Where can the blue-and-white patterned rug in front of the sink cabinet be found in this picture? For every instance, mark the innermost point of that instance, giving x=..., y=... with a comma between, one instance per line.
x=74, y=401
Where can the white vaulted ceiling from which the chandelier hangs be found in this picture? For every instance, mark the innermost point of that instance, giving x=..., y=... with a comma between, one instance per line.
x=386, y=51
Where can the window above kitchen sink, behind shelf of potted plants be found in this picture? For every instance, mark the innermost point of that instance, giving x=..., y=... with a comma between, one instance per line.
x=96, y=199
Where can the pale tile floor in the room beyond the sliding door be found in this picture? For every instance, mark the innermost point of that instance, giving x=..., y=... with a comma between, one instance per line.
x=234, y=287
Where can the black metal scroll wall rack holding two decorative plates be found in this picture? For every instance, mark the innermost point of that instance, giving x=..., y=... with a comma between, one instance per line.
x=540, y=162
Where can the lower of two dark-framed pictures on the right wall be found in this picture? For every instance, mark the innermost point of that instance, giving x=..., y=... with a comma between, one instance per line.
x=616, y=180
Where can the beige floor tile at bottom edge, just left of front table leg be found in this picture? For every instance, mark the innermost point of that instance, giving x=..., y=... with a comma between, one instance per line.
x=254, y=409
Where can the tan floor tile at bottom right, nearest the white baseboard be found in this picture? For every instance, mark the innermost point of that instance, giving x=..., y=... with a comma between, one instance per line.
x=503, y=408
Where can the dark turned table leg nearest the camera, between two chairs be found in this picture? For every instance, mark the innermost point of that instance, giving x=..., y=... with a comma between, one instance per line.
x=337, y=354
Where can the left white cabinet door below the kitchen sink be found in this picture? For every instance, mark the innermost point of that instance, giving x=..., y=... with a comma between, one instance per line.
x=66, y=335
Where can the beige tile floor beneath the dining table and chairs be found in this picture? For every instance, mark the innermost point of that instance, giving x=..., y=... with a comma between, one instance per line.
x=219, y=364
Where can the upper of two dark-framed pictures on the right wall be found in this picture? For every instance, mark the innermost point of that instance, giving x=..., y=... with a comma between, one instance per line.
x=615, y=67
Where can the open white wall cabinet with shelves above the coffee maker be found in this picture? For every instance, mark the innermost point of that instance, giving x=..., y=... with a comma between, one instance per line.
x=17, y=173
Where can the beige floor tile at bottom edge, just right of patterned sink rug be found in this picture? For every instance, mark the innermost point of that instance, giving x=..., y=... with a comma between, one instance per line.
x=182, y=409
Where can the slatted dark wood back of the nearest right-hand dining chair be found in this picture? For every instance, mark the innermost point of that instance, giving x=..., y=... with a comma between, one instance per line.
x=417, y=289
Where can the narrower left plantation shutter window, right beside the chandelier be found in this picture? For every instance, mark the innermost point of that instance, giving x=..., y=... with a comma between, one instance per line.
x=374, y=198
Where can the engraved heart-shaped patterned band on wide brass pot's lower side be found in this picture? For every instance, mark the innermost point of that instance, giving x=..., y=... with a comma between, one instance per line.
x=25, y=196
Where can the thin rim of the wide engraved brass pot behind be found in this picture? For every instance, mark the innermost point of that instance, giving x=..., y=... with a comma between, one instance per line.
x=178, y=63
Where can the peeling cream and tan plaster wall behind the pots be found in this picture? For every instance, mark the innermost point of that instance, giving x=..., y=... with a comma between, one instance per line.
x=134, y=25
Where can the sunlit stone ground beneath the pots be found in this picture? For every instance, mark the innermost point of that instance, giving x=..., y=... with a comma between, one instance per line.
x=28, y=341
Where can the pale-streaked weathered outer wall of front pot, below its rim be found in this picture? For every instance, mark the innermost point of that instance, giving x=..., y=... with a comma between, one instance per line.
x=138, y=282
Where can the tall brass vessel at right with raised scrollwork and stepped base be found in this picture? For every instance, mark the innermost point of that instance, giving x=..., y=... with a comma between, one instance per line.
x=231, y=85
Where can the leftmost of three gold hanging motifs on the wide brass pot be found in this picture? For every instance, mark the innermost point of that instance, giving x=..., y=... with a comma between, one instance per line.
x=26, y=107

------------------------

• _THE TASK_
Everything from the line containing "Where can the tall" through the end of the entries above should be retyped exactly, and nothing else.

• _SOLUTION_
Where can the tall brass vessel at right with raised scrollwork and stepped base be found in this picture? For every instance, mark the innermost point of that instance, giving x=..., y=... with a comma between, one instance per line.
x=231, y=85
Where can the leftmost of three gold hanging motifs on the wide brass pot be found in this picture? For every instance, mark the innermost point of that instance, giving x=..., y=... with a comma between, one instance per line.
x=26, y=107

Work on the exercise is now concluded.